Text segment:

## begin

- Episode no.: Season 1 Episode 20
- Directed by: TJ Scott
- Written by: John Stephens
- Production code: 4X6670
- Original air date: April 20, 2015

Guest appearances
- David Zayas as Salvatore "Sal" Maroni; Milo Ventimiglia as Jason Lennon; Morena Baccarin as Dr. Lee Thompkins; Drew Powell as Butch Gilzean; Chelsea Spack as Kristen Kringle; Zachary Spicer as Officer Tom Dougherty; Michael Potts as Sid Bunderslaw; Daniel Davis as Jacob Skolimski; Michael McCormick as Dr. Darren Cushman; Clark Carmichael as Connor; Laurence Mason as Det. Ben Mueller; Carol Kane as Gertrude Kapelput;

Episode chronology
| ← Previous "Beasts of Prey" | Next → "The Anvil or the Hammer" |

= Under the Knife (Gotham) =

"Under the Knife" is the twentieth episode of the television series Gotham. It premiered on FOX on April 20, 2015 and was written by John Stephens, and directed by TJ Scott. In this episode, Gordon (Ben McKenzie) and Bullock (Donal Logue) continue to track down The Ogre. Meanwhile, Bruce (David Mazouz) digs deeper into Wayne Enterprises' corrupt board and Nygma (Cory Michael Smith) makes an unexpected move.

## end

Supplied data:
## begin

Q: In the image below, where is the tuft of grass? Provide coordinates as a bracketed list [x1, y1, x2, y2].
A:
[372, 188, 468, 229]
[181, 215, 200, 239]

## end

Directions:
1 > Update the "Under the Knife" episode text, giving everything from "Episode chronology" down to "an unexpected move." again with "television series" replaced by "TV series".
2 > Answer these about the "Under the Knife" episode text:
(a) Who directed the episode?
(b) Which actor plays Kristen Kringle?
(c) What is the title of the next episode?
3 > Please pick up the "Under the Knife" episode article after its last sentence and keep writing.
The lines above play no part in this work.

Written answers:
1 >
Episode chronology
| ← Previous "Beasts of Prey" | Next → "The Anvil or the Hammer" |

= Under the Knife (Gotham) =

"Under the Knife" is the twentieth episode of the TV series Gotham. It premiered on FOX on April 20, 2015 and was written by John Stephens, and directed by TJ Scott. In this episode, Gordon (Ben McKenzie) and Bullock (Donal Logue) continue to track down The Ogre. Meanwhile, Bruce (David Mazouz) digs deeper into Wayne Enterprises' corrupt board and Nygma (Cory Michael Smith) makes an unexpected move.

2 >
(a) TJ Scott
(b) Chelsea Spack
(c) "The Anvil or the Hammer"

3 >
The episode was watched by 4.44 million viewers and received positive reviews for The Ogre's and Bruce's storyline.

==Plot==
Feeling The Ogre may be coming for Lee (Morena Baccarin), Gordon (Ben McKenzie) unsuccessfully tries to convince her to leave town. In a bar, Lennon (Milo Ventimiglia) has a new date: Barbara (Erin Richards). He plans to kill her in her penthouse but decides not to after he realizes she feels lonely and depressed. Not comfortable with him, she tells him to go.

Gordon and Bullock (Donal Logue) interrogate the first victim of The Ogre's revenge, Detective Ben Mueller (Laurence Mason), whose wife was killed by The Ogre. They're then cornered by The Ogre, who then calls Gordon and threatens to kill someone unless he retires from the investigation. While inspecting a manor, they save a butler, Jacob Skolimski (Daniel Davis) from being hanged and discover the corpse of Constance Van Groot. They realize the Ogre is called Jason Skolimski, the son of Jacob and Constance Van Groot (the foster mother), who killed her for not being a good mother.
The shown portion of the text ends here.